(TASK DIRECTIONS) The lines to print run from the top of the material below to the line with "Where can you see the light pole?", inclusive; please copy them exactly, without pictures.

(MATERIAL PROVIDED)
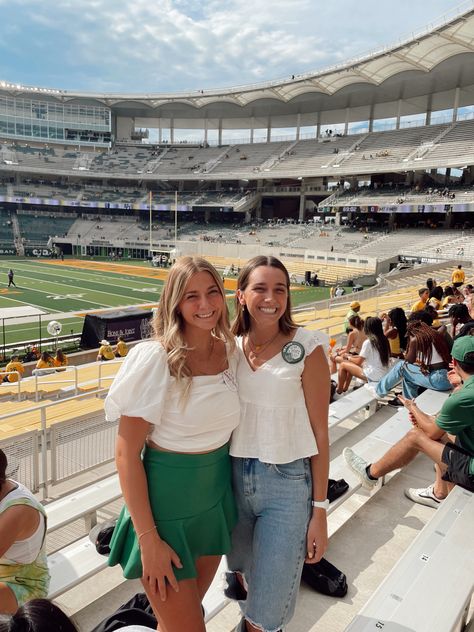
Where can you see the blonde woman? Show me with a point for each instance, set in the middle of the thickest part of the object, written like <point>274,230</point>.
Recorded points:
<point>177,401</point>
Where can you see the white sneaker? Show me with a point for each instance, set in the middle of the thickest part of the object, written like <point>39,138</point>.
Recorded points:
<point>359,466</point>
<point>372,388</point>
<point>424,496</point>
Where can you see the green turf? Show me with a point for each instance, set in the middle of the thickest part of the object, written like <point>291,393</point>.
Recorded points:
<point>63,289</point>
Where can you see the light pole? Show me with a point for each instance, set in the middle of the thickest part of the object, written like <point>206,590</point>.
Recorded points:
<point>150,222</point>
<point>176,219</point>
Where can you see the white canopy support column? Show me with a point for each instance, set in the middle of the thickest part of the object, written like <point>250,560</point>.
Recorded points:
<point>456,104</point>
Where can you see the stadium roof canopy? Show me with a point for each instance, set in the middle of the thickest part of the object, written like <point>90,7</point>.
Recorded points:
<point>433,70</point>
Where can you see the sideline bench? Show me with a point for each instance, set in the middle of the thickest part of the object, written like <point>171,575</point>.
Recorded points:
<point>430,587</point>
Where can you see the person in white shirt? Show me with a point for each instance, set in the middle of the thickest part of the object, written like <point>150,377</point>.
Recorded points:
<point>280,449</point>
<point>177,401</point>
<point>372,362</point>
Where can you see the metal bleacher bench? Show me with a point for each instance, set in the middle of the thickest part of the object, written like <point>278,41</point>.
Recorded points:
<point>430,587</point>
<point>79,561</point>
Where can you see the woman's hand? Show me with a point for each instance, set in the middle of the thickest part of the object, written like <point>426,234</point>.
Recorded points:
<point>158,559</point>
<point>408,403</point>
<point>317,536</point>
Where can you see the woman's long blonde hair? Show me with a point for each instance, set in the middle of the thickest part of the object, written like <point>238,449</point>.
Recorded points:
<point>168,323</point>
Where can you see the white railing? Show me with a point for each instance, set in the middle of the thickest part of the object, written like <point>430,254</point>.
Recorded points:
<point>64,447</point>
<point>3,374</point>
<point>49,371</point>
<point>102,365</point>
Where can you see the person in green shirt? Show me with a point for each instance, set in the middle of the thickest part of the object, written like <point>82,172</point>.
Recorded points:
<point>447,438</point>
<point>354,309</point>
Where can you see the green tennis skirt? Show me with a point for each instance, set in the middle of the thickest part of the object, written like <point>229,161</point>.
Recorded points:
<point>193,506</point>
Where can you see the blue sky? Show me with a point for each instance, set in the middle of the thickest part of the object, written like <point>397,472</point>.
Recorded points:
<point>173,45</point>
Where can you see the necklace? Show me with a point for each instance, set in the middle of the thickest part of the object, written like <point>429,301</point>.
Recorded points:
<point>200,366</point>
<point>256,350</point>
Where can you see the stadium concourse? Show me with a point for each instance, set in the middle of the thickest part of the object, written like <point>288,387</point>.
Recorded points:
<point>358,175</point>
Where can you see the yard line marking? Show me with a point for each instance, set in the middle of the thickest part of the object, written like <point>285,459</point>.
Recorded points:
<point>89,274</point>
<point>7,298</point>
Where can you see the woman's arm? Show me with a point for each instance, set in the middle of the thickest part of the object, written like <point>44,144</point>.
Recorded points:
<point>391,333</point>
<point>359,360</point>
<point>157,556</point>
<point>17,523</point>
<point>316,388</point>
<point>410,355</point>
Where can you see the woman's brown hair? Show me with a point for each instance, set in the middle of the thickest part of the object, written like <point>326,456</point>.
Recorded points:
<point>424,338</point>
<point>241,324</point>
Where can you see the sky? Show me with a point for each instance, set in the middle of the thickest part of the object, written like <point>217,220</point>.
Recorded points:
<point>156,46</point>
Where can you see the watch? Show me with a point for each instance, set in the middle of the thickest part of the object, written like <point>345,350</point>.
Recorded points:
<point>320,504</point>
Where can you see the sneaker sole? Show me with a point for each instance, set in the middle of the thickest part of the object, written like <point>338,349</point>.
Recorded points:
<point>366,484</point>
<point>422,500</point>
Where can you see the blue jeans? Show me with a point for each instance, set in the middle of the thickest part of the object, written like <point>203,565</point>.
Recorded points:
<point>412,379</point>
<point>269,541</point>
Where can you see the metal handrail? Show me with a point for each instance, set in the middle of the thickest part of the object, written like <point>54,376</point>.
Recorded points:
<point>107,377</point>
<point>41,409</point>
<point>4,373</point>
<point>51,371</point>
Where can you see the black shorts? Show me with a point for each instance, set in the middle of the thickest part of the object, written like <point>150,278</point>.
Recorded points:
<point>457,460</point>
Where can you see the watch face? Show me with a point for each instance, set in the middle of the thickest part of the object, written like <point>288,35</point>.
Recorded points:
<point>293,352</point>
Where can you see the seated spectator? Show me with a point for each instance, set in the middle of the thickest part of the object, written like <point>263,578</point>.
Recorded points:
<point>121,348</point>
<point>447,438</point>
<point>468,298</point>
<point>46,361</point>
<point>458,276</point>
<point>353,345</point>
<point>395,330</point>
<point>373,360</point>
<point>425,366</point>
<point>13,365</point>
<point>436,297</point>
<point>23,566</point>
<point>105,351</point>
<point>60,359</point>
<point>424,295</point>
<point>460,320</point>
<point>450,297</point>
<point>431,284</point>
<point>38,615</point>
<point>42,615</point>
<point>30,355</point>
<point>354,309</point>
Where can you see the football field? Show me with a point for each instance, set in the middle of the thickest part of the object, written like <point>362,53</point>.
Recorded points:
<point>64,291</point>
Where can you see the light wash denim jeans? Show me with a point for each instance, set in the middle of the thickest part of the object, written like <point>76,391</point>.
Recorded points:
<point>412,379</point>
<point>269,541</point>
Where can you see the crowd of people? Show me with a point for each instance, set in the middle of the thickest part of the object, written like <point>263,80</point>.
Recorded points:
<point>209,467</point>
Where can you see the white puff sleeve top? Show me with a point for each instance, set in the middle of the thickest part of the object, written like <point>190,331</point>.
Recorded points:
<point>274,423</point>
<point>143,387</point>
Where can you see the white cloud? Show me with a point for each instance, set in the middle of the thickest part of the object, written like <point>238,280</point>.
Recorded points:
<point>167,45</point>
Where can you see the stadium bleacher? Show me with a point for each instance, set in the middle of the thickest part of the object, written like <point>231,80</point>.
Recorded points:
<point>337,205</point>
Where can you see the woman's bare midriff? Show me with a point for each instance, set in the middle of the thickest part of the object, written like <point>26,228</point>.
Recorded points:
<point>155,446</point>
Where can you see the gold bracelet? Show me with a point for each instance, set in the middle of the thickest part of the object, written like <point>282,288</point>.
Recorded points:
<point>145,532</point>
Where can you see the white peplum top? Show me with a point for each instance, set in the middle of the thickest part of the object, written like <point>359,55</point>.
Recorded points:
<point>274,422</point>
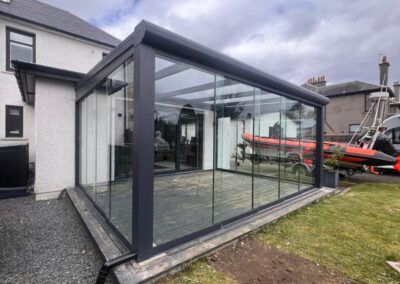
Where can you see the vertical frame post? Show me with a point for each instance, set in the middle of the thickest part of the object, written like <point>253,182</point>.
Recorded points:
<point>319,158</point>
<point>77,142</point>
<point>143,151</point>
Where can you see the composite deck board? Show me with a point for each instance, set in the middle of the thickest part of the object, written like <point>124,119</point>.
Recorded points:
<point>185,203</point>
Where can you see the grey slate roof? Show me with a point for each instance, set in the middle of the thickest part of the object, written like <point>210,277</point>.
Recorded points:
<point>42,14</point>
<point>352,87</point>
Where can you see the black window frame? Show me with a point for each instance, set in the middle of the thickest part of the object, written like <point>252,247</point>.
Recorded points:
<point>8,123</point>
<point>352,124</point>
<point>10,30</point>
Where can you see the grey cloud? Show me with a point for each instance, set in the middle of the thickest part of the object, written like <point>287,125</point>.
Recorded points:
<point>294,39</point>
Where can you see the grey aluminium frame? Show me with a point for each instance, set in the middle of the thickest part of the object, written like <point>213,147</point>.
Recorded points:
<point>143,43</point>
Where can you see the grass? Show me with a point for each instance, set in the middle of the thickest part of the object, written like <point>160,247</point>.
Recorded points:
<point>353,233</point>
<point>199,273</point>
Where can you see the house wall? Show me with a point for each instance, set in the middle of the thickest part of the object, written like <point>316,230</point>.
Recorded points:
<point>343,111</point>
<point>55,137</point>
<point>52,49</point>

(WRITTEN REPLY)
Where can you see the blonde woman? Show me with a point for each instance, set in the middle of the thickest part of the object, written like <point>274,230</point>.
Recorded points:
<point>177,401</point>
Where can you see the white sneaker? Show me with a point for each instance, set in the middle of the thickest part of the object, written like <point>39,138</point>.
Recorded points:
<point>359,466</point>
<point>372,388</point>
<point>424,496</point>
Where can you see the green turf? Show me with a point for each instance, set in the middle of the thickest part of the object, written like <point>291,393</point>.
Recorded points:
<point>63,289</point>
Where can you see the light pole? Show me with a point for each instance, set in the middle of the thickest part of the object, written like <point>206,590</point>.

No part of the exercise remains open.